SUPPLIED ENTRIES —
^^^^^^^^
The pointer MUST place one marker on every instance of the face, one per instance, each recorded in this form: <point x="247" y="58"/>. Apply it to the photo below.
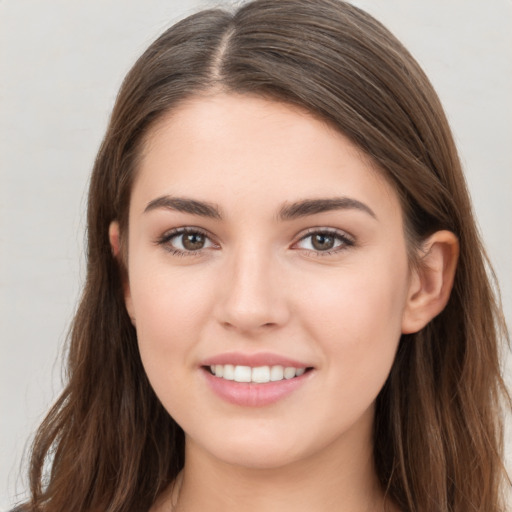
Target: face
<point x="267" y="280"/>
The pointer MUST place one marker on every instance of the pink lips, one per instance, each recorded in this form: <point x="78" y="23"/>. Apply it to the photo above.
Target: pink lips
<point x="253" y="394"/>
<point x="257" y="359"/>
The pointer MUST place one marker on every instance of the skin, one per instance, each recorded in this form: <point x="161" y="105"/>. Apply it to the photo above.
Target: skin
<point x="258" y="284"/>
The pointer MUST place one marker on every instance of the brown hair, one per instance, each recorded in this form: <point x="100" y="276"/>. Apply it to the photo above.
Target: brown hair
<point x="109" y="443"/>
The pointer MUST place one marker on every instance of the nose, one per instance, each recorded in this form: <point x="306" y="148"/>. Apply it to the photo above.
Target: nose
<point x="254" y="295"/>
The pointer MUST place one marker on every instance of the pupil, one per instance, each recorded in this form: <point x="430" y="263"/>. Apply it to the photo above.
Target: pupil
<point x="193" y="241"/>
<point x="323" y="242"/>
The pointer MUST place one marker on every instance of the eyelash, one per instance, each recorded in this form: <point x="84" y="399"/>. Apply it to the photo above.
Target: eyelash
<point x="345" y="241"/>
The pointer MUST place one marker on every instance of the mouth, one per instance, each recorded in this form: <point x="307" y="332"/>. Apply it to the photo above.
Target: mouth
<point x="257" y="374"/>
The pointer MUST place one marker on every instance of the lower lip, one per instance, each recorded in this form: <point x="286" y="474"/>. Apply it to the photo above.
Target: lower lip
<point x="250" y="394"/>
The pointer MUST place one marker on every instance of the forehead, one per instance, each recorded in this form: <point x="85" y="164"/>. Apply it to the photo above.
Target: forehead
<point x="225" y="146"/>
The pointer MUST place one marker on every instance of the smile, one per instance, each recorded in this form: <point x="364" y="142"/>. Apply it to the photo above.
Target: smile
<point x="257" y="375"/>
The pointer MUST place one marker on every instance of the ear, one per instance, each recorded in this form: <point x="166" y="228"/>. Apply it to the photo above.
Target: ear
<point x="115" y="245"/>
<point x="432" y="281"/>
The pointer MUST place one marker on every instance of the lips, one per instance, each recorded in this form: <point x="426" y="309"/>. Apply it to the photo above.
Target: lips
<point x="254" y="380"/>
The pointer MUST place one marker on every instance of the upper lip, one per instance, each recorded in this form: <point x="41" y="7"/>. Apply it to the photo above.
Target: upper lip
<point x="253" y="360"/>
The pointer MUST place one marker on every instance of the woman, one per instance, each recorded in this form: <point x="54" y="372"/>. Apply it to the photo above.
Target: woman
<point x="286" y="302"/>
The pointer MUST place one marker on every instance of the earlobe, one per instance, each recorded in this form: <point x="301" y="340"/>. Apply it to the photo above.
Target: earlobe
<point x="432" y="281"/>
<point x="115" y="245"/>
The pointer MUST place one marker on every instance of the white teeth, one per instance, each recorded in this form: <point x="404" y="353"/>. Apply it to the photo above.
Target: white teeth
<point x="243" y="373"/>
<point x="289" y="372"/>
<point x="229" y="371"/>
<point x="259" y="374"/>
<point x="276" y="373"/>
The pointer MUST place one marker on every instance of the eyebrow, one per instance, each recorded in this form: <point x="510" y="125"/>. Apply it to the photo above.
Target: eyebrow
<point x="186" y="205"/>
<point x="314" y="206"/>
<point x="290" y="211"/>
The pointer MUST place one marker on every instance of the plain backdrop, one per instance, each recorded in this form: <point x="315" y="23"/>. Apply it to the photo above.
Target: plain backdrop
<point x="61" y="63"/>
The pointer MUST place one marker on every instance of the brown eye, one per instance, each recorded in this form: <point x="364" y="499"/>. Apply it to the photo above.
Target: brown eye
<point x="186" y="241"/>
<point x="322" y="241"/>
<point x="193" y="241"/>
<point x="327" y="242"/>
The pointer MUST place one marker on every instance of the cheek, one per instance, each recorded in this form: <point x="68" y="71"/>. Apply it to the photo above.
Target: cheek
<point x="170" y="308"/>
<point x="356" y="317"/>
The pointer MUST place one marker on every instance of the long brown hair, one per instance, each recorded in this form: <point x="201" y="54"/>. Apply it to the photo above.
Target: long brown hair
<point x="109" y="445"/>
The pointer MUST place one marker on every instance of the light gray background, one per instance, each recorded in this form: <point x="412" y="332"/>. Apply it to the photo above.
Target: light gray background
<point x="61" y="63"/>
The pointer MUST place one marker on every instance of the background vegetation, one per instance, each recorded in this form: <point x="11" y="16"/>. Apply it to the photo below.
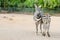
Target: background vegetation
<point x="21" y="4"/>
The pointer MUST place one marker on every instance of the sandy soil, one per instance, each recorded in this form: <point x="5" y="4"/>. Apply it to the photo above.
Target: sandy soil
<point x="22" y="27"/>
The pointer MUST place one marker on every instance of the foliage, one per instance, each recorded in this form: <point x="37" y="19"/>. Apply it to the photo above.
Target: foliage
<point x="50" y="4"/>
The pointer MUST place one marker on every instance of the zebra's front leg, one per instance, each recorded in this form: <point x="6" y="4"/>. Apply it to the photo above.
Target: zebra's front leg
<point x="37" y="23"/>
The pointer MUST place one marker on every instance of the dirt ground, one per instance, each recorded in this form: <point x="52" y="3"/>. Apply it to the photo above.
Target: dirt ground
<point x="22" y="27"/>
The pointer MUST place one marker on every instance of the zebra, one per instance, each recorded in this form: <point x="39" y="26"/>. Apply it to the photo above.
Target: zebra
<point x="41" y="19"/>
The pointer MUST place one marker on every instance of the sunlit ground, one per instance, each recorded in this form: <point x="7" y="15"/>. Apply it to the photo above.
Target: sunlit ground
<point x="22" y="27"/>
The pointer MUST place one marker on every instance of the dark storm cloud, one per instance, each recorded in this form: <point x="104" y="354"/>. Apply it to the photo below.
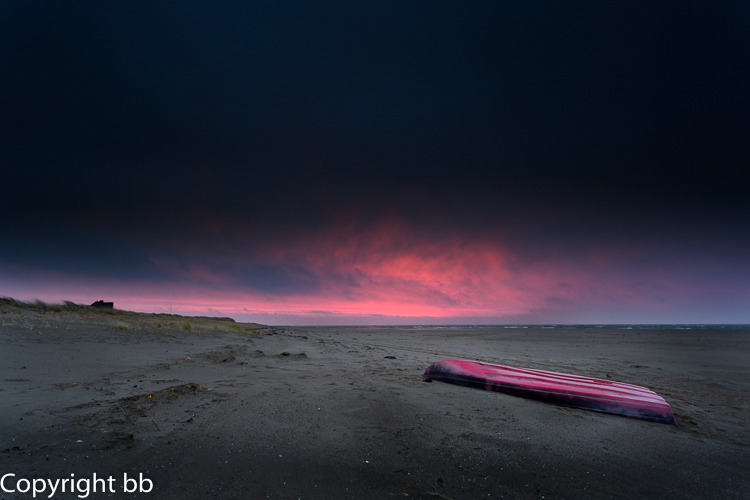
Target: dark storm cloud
<point x="551" y="125"/>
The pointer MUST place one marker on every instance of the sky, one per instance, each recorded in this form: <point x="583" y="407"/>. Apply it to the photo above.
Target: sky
<point x="331" y="163"/>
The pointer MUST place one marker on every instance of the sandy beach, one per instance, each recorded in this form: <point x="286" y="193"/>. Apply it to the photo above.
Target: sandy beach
<point x="216" y="409"/>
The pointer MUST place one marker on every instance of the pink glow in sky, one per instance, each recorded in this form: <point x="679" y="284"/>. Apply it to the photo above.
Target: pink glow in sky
<point x="388" y="273"/>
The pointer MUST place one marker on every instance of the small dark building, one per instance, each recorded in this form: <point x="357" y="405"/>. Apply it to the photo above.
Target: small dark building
<point x="105" y="305"/>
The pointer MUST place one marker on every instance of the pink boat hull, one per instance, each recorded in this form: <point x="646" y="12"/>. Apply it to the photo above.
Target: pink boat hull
<point x="555" y="388"/>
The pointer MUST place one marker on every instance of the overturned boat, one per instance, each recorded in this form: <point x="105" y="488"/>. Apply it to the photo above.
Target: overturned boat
<point x="555" y="388"/>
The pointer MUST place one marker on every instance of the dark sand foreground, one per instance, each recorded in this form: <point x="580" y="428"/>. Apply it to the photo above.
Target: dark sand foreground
<point x="229" y="411"/>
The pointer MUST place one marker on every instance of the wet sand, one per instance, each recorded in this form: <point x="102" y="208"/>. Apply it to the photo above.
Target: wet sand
<point x="242" y="412"/>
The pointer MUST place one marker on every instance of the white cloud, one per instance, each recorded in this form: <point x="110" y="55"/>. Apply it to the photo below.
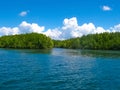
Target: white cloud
<point x="106" y="8"/>
<point x="8" y="31"/>
<point x="25" y="27"/>
<point x="23" y="13"/>
<point x="70" y="29"/>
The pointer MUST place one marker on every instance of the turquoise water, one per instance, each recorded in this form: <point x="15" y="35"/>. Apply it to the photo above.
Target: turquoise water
<point x="59" y="69"/>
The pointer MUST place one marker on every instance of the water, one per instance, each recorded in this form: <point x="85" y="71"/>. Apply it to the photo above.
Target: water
<point x="59" y="69"/>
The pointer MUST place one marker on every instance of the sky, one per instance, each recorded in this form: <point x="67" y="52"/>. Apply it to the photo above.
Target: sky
<point x="59" y="19"/>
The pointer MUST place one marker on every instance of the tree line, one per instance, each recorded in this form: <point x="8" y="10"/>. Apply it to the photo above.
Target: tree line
<point x="26" y="41"/>
<point x="102" y="41"/>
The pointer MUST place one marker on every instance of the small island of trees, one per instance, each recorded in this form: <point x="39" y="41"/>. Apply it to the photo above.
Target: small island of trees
<point x="102" y="41"/>
<point x="26" y="41"/>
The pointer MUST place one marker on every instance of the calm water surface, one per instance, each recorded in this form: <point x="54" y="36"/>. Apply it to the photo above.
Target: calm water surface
<point x="59" y="69"/>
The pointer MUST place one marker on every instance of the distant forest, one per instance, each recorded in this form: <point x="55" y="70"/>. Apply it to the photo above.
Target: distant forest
<point x="103" y="41"/>
<point x="26" y="41"/>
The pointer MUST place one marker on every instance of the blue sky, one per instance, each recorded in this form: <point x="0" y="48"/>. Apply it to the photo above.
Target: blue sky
<point x="51" y="13"/>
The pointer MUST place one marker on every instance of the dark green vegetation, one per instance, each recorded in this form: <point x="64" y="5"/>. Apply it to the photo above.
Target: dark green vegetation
<point x="103" y="41"/>
<point x="27" y="41"/>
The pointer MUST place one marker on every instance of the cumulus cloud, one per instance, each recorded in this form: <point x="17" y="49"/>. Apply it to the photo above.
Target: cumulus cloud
<point x="24" y="27"/>
<point x="70" y="29"/>
<point x="106" y="8"/>
<point x="23" y="13"/>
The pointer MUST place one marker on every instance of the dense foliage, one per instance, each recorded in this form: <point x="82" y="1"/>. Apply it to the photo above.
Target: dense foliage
<point x="103" y="41"/>
<point x="32" y="41"/>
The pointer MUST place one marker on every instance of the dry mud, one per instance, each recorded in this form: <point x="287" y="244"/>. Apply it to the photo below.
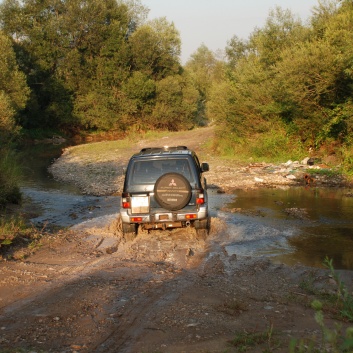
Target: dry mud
<point x="87" y="289"/>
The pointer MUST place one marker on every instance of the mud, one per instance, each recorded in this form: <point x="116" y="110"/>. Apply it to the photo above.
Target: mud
<point x="87" y="289"/>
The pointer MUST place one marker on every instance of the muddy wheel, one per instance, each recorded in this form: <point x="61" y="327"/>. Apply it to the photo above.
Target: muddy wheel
<point x="202" y="228"/>
<point x="129" y="231"/>
<point x="172" y="191"/>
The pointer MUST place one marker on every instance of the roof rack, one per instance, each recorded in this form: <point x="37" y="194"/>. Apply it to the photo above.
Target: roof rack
<point x="165" y="148"/>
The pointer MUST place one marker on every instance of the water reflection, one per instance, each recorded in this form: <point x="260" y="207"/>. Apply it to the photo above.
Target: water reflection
<point x="295" y="225"/>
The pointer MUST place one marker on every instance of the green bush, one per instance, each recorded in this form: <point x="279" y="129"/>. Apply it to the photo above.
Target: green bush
<point x="9" y="178"/>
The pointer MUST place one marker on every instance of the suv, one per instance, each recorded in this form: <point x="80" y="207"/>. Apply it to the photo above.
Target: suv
<point x="165" y="188"/>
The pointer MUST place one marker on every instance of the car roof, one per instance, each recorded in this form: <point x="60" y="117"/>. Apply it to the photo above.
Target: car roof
<point x="163" y="151"/>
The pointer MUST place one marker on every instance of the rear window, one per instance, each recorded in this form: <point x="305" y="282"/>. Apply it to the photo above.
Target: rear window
<point x="148" y="171"/>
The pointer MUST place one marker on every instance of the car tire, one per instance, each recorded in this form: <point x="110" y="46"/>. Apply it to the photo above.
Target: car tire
<point x="202" y="228"/>
<point x="129" y="231"/>
<point x="172" y="191"/>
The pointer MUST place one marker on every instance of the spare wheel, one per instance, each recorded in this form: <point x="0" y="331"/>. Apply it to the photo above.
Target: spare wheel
<point x="172" y="191"/>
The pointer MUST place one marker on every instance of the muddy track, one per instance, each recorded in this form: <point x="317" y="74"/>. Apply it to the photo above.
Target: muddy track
<point x="89" y="290"/>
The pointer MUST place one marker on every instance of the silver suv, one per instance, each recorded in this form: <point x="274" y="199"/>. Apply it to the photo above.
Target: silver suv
<point x="165" y="188"/>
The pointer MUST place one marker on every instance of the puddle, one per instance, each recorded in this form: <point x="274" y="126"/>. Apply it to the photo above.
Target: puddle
<point x="292" y="225"/>
<point x="295" y="225"/>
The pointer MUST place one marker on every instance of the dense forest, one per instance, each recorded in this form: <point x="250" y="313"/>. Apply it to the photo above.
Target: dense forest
<point x="79" y="66"/>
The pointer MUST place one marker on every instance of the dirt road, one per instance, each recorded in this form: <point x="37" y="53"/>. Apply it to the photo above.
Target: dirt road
<point x="86" y="289"/>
^^^^^^^^
STATED GOAL — Reproduce only the lines between the line containing "muddy track, one" and the last line of the records, those two lines included, exactly.

SOLUTION FOR THIS EXERCISE —
The pointer MUST place one marker on every instance of the muddy track, one per instance, each recorded in this form: <point x="317" y="74"/>. Apply it to the photo above.
Target: muddy track
<point x="89" y="290"/>
The pointer MUST place one marker on every instance of the silver suv, one per instance, each recorded in this form: <point x="274" y="199"/>. Apply it to the photo above.
Target: silver suv
<point x="165" y="188"/>
The pointer MUST place one marker on every instance of the puddle, one per instance, each recorded in this form: <point x="274" y="126"/>. Apply it to the photo above.
Target: puddle
<point x="292" y="225"/>
<point x="295" y="225"/>
The pointer MUST place one marker on every instance of the dense forest, one per instance, each recorded in this form: <point x="250" y="313"/>. Apply it to the photo above.
Target: dense forest
<point x="79" y="66"/>
The pointer MUST place one marker on every instance of the dirt road, one per instance, each recorded in this form: <point x="37" y="53"/>. Apply it to the photo above.
Target: dirt road
<point x="86" y="289"/>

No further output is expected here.